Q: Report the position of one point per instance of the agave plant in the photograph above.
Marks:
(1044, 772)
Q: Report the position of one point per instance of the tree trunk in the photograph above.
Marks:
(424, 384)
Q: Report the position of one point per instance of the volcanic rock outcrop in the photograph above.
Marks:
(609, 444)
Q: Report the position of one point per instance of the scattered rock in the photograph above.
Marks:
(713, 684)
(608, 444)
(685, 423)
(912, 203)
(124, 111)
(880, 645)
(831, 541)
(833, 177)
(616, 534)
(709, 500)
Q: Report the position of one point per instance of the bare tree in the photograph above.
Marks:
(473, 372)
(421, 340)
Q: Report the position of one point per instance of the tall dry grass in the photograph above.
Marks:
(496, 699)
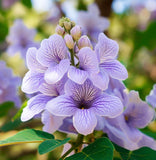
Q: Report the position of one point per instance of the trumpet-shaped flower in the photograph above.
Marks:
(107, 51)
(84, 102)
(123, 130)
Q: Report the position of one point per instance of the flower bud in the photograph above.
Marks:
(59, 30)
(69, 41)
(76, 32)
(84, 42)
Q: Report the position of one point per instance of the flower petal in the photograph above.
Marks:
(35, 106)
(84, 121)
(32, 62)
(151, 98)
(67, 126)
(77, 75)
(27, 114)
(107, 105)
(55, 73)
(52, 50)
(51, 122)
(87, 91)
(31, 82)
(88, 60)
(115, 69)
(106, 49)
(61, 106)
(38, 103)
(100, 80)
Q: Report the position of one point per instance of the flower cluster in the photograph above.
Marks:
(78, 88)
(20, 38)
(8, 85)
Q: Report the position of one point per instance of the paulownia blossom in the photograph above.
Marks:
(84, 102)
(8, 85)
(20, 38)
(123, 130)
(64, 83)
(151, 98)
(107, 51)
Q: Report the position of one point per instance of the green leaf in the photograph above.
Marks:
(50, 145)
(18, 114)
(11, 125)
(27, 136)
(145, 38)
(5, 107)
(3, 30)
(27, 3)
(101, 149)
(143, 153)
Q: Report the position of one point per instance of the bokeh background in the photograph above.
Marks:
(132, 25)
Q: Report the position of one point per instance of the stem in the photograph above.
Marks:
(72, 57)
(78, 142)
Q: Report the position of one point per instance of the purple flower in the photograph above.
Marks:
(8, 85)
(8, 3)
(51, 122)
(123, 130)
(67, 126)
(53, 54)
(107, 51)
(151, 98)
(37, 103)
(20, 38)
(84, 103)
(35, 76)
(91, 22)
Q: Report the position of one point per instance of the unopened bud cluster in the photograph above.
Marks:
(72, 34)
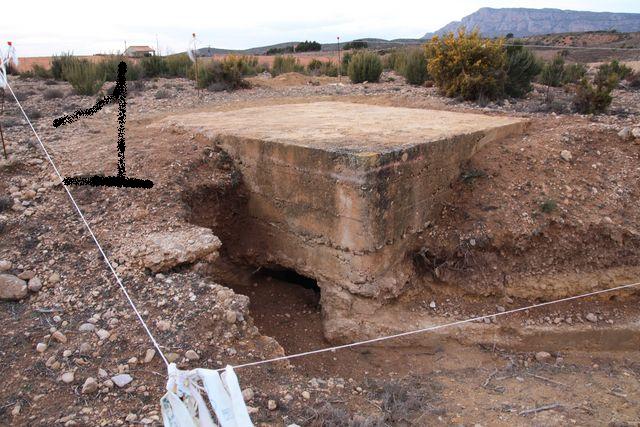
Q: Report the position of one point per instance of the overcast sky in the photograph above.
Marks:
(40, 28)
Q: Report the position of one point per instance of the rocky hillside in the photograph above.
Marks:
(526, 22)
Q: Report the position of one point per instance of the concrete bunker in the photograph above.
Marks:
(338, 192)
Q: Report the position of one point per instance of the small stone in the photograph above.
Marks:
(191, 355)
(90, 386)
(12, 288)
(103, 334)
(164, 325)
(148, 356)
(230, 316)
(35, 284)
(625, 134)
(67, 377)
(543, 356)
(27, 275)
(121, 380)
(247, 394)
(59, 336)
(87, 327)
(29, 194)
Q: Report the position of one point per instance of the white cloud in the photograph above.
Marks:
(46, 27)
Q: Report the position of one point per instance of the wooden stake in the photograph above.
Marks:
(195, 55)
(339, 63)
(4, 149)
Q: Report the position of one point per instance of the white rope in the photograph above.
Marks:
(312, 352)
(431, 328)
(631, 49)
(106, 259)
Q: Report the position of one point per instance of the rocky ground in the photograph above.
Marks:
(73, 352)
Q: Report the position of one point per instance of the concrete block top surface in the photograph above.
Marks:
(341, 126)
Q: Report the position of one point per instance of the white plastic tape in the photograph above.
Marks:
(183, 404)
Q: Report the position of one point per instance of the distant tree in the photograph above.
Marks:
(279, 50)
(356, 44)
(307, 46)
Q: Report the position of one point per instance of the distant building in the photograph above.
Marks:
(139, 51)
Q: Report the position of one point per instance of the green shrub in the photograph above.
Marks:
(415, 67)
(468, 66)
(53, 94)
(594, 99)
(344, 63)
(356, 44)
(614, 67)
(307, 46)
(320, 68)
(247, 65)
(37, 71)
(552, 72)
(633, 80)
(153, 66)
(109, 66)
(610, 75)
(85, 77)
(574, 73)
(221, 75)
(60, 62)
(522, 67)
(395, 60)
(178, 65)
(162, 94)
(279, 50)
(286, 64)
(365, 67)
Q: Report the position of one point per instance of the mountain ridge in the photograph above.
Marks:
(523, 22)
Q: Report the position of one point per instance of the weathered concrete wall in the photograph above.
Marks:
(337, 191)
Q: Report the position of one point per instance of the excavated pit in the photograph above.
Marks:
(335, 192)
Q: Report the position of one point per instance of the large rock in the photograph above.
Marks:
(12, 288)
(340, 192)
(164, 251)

---

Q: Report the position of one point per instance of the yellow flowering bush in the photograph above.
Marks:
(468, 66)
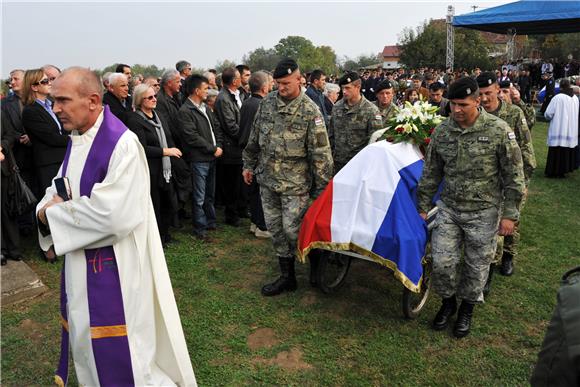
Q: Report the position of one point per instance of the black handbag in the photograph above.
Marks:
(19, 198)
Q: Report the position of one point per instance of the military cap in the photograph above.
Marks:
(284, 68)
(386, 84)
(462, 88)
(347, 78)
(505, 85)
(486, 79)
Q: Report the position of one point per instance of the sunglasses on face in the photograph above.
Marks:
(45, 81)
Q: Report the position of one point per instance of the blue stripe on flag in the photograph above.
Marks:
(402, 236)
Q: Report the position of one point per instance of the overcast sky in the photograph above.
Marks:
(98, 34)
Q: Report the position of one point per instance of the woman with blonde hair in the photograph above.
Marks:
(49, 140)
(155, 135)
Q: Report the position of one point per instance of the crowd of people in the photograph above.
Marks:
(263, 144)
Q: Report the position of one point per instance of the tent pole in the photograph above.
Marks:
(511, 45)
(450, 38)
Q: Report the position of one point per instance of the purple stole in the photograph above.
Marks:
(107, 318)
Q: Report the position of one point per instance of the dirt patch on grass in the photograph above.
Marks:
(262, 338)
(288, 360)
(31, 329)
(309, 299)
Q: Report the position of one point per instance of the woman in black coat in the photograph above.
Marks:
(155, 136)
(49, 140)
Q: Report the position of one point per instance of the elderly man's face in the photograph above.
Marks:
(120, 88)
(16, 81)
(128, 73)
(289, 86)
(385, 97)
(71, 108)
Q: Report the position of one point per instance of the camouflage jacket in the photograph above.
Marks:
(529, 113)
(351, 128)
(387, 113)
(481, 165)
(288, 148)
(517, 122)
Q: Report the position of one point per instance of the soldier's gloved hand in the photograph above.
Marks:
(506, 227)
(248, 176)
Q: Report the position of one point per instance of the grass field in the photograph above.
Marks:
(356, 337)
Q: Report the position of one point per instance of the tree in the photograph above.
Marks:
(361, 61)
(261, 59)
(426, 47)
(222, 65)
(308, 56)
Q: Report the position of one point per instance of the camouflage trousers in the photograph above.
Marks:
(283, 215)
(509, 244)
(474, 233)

### WHAT YOU ARE ASKED TO DO
Pick out each line of the data above that contains the word "rocky", and copy those lines.

### TASK SOLUTION
Q: Report the position of one point per instance of the rocky hillside in the photograph above.
Q: Report the position of one point per instance of the rocky ground in the photograph above.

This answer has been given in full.